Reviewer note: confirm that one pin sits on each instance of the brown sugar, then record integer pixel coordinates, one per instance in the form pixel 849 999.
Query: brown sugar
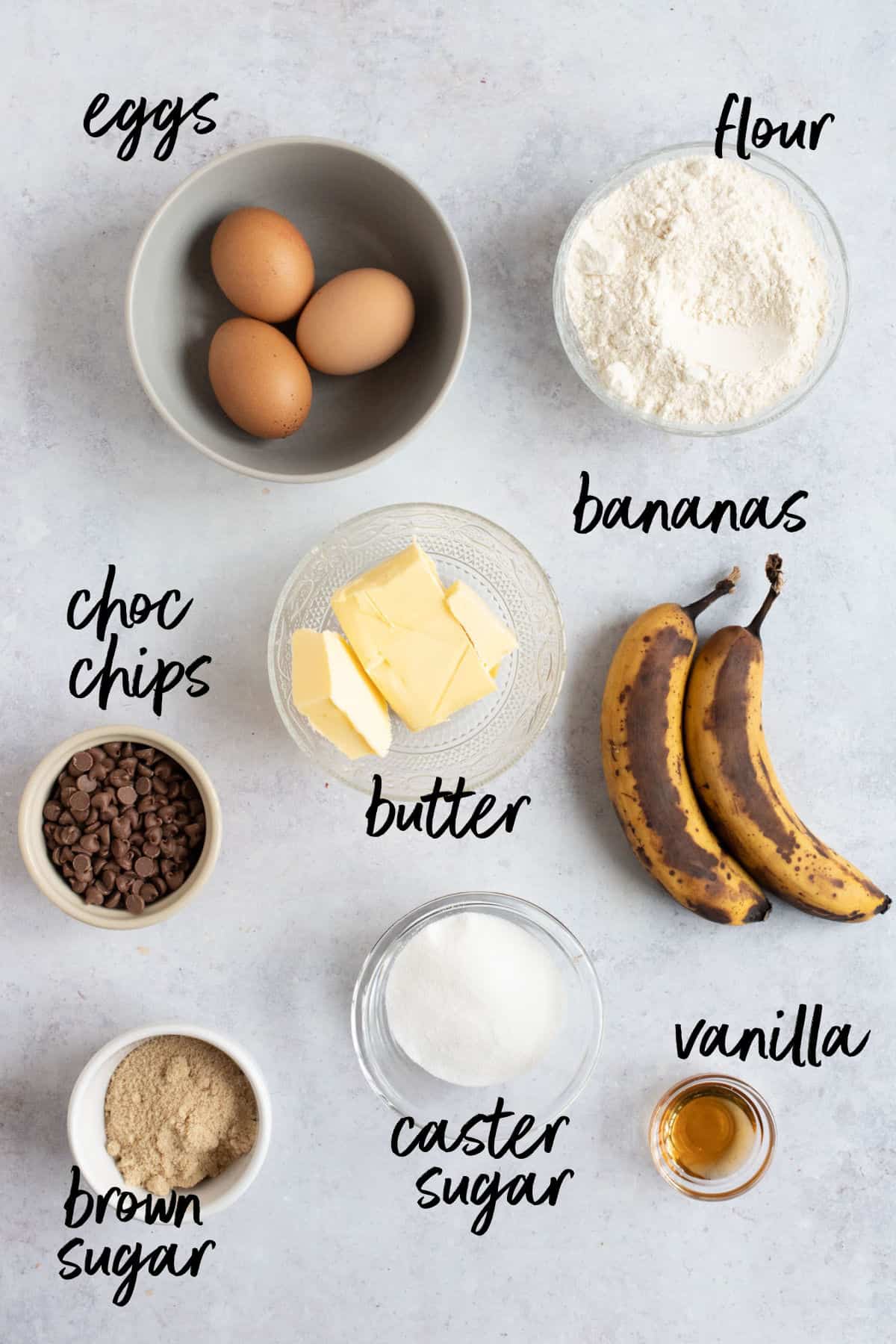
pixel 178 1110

---

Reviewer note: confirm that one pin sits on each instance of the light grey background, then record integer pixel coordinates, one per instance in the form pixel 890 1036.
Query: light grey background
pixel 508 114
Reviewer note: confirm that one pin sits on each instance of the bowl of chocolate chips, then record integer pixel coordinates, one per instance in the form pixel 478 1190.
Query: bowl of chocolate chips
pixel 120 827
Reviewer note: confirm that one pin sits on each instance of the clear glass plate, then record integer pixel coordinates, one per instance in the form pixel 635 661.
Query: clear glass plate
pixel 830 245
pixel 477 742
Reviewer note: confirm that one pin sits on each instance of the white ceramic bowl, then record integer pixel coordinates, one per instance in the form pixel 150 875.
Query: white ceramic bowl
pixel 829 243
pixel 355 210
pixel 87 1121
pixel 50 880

> **Goal**
Could you retype the records word for word, beginning at the line that contains "pixel 890 1036." and stopping after the line that contains "pixel 120 827"?

> **Correct response**
Reviewer note: confirm that one pin sits on each instance of the light grey background, then record integer pixel coordinates, one per instance in the form pixel 890 1036.
Query: light grey background
pixel 508 114
Reviewer note: confirm that one pin sits on each instance of the bowl of chocolate chips, then record integer pixel coordinates, one per instance in the form pixel 478 1190.
Query: bowl of chocolate chips
pixel 120 827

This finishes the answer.